_PROVIDED MATERIAL_.
··········

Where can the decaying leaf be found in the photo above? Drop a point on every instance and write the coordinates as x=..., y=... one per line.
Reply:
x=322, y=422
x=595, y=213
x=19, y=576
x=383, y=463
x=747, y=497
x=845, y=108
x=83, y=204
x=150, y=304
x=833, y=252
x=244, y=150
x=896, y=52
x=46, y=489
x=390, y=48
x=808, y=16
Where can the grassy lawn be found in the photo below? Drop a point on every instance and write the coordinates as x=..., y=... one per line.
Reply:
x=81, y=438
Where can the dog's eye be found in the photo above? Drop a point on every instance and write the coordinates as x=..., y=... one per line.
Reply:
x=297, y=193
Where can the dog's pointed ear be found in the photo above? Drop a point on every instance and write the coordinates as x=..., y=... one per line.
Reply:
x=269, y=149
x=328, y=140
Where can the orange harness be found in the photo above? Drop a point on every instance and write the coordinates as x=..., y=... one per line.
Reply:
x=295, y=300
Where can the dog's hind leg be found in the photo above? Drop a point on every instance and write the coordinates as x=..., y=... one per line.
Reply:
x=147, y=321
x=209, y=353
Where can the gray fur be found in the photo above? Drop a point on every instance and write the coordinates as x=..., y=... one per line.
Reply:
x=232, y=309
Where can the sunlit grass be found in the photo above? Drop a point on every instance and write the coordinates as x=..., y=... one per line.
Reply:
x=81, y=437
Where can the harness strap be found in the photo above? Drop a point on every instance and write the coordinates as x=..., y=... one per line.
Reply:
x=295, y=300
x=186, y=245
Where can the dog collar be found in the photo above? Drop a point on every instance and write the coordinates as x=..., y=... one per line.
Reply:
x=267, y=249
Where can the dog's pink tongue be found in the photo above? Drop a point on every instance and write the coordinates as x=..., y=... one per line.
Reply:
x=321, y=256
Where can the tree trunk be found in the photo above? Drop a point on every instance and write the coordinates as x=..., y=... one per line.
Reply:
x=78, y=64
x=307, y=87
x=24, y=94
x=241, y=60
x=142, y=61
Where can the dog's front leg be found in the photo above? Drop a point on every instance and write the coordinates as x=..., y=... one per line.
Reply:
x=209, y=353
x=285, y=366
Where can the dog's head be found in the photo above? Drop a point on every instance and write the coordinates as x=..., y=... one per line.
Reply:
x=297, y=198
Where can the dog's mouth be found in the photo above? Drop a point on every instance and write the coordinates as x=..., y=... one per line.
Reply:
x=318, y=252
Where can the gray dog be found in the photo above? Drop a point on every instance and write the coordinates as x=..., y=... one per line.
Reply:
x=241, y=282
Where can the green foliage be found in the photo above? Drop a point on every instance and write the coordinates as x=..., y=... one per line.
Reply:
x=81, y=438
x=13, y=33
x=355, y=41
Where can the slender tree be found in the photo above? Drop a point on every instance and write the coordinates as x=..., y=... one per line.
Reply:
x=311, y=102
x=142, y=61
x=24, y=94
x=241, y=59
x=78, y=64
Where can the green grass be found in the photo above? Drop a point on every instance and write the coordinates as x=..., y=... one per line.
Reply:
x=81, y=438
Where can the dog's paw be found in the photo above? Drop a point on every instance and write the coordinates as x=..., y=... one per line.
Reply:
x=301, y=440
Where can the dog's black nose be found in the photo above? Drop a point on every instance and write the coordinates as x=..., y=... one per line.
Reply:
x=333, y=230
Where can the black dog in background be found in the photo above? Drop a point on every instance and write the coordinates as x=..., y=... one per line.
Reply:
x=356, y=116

··········

_EXERCISE DESCRIPTION_.
Search the listing for the string "gray". Copy each line where it is found.

_WRITTEN REPLY_.
Where can the gray fur be found in the photo above? Drop a point on every instance and write the coordinates as x=..., y=... one per line.
Where can the gray dog be found in the photo above? Drop a point on every instance and write the coordinates as x=..., y=... one per line.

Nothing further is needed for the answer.